*** EXTRACT

The Timeless Modern
What do we mean when we use the word modern? Deely's writing on The Impact of Semiotics on Philosophy referns a lot to modern philosophy to contrast it sharply with a much more up to date view that exposes mistakes that were at the core of modern philosophy. Whatever it is exactly, and whether it has ended, it is curious that a word that indexically points to whatever is most up to date has become iconic (symbolic) for a particular moment in the history of philosophy. Since the linked article uses Wittgenstein to delimit the end of the modern period, a quote from him is fitting:
If we take eternity to mean not infinite temporal duration but timelessness, then eternal life belongs to those who live in the present.
— Ludwig Wittgenstein
Our collective hangover from the 19th and 20th centuries is deeply connected to the problems of modernity. Perhaps it is an inevitable developmental crisis of emergent rationality, and probably it is even more deeply tied to particular cultural movements to completely supress the id. Whatever the origins and what terms you might use to explain it, the basic mistake is one of interpretation. As we have seen in exploring Semiotic Realism, there is a mistake common in the idealist tradition to project the ideal of a final interpretation that never occurs directly in the unfolding of the real, physically and in experience.

******

§ **PROMPT A**
What does the essay on modernity say the linked article uses to mark the end of the modern period?
§ **PROMPT B**
For each statement, say whether it agrees with the essay on modernity, and quote the words that decide it. (i) The essay calls the basic mistake one of interpretation. (ii) The Wittgenstein quotation takes eternity to mean infinite temporal duration. (iii) The essay speaks of a collective hangover from the 17th and 18th centuries.
§ **PROMPT C**
Write a continuation of the essay on modernity, starting after its last sentence.

*** GIVEN ENTRIES

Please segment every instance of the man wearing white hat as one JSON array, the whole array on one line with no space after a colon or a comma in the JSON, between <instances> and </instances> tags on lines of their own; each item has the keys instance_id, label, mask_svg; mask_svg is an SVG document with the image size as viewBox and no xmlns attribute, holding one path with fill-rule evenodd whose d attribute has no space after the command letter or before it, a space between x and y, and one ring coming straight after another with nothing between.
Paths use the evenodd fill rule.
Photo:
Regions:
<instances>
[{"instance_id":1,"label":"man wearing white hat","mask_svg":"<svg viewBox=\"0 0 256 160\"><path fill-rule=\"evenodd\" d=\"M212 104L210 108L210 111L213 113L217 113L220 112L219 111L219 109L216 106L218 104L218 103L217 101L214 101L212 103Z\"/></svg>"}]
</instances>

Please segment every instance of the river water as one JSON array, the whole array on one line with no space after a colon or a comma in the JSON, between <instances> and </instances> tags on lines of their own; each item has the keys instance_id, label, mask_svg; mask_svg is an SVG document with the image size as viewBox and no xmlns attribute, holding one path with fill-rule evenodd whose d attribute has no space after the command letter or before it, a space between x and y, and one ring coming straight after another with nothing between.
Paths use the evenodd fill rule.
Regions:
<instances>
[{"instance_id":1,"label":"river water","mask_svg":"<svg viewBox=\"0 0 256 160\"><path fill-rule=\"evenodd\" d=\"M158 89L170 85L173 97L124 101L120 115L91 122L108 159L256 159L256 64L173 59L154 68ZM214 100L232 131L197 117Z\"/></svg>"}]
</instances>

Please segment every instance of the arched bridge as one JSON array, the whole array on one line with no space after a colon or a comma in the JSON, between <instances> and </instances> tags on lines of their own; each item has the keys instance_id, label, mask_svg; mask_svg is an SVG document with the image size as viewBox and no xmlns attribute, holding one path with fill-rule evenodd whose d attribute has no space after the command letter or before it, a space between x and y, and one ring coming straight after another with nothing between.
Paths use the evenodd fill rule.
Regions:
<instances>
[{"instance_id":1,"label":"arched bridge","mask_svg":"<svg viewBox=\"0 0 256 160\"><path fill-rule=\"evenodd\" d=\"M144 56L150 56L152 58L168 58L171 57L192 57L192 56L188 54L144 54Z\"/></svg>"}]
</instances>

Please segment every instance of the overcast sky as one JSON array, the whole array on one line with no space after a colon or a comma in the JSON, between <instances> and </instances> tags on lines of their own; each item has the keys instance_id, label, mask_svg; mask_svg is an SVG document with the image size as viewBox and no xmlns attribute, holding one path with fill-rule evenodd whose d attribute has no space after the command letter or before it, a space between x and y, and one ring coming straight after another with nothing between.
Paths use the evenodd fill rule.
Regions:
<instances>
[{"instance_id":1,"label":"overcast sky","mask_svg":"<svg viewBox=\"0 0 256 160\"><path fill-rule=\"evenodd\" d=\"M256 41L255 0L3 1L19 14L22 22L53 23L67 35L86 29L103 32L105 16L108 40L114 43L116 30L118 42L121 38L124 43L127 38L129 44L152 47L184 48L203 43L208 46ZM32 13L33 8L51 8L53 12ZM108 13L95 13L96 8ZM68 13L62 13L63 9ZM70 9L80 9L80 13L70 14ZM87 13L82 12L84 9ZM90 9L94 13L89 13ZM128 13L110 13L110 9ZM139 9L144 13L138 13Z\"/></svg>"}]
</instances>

******

§ **TASK RESULT A**
It uses Wittgenstein.

§ **TASK RESULT B**
(i) Yes: "the basic mistake is one of interpretation"
(ii) No: "If we take eternity to mean not infinite temporal duration but timelessness"
(iii) No: "Our collective hangover from the 19th and 20th centuries"

§ **TASK RESULT C**
The positivism that resulted from the remarkable, if limited, success of the rational program of scientific discovery and resulting engineering successes led rational man to assume that this program would be ultimately successful and soon. Now that mechanical minds have been built and we have begun to intellectually explore what that means for: 1) Understanding cognition and how rational thought might emerge from it, 2) Showing just how much computational work is involved in simulating anything real be it physical systems or even more critically biological systems and intelligent organisms, and 3) Our conceptions of who we are and the role of objectivity and rationality in the structure of reality. One important early result is that all of it is a lot harder that the early enthusiasm might suggest, but that's a good thing for those of us who like the idea of an open future.